» AIM OF THE TASK
Reproduce verbatim the rows below, from the line containing "Target: dress neckline" through the end of the rows, including both ends.

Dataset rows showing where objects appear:
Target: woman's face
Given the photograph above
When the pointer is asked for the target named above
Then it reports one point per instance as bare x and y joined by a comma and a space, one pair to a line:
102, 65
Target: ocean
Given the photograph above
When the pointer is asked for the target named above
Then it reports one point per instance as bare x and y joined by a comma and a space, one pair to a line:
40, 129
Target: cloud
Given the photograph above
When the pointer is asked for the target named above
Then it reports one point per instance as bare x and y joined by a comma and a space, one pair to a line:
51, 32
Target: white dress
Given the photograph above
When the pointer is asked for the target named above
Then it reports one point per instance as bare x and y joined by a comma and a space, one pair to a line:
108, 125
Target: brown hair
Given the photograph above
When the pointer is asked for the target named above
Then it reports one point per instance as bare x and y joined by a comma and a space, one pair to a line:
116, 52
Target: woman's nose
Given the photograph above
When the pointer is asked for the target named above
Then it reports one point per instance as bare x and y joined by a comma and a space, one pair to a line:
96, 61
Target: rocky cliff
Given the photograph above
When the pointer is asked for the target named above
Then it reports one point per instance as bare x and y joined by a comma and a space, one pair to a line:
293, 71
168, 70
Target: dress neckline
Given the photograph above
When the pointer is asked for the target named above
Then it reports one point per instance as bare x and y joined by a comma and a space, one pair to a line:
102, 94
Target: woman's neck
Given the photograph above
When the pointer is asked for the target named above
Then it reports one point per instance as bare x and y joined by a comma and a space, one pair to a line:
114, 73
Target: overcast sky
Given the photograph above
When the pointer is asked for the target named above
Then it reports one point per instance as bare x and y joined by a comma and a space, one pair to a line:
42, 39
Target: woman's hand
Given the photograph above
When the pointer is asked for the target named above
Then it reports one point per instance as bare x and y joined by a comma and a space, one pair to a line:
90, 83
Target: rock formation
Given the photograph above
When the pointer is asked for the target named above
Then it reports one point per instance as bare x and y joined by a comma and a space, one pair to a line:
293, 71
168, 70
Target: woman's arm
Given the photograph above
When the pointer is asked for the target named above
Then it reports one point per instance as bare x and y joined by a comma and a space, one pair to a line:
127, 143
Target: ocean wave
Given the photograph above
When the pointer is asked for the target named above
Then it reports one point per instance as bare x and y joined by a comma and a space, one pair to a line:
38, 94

» EXPECTED ANSWER
Target: dress neckline
Given the photograph above
When the pointer is asked for the target named above
Then it reports one point per instance as bare x and y joined by a comma and a space, one pair to a line:
102, 94
Target: woman's neck
Given the photograph above
When the pointer is asked for the target named above
Then it reports one point per instance as bare x and y joined by a comma and a space, one pair to a line:
114, 73
Target: overcast sky
Given the photograph above
When the pointer is asked for the target named above
Then it reports one point per instance as bare x and y joined by a comma and a space, one pair to a line:
42, 39
Target: woman's hand
Given the photograph above
When the pointer is asked for the target named above
Then it reports one point per instance as bare x and y joined by a comma and a space, one pair to a line:
90, 83
Target: rock formation
Given the photograph above
When the pointer is asked for the target named above
Then it reports one point per instance as bare x and y joined by a comma and a space, one pair to a line:
293, 71
168, 70
Target: woman's arm
Given the photograph above
When the pointer is asked for the target named above
Then it reports one point per instance as bare x and y joined by a comma and a space, one pair to a line:
127, 143
Target: ocean wave
Given the photograph above
When the pointer is asked for the target named above
Then it reports one point per instance as bare x and y joined by a comma and a space, one pair to a line:
38, 94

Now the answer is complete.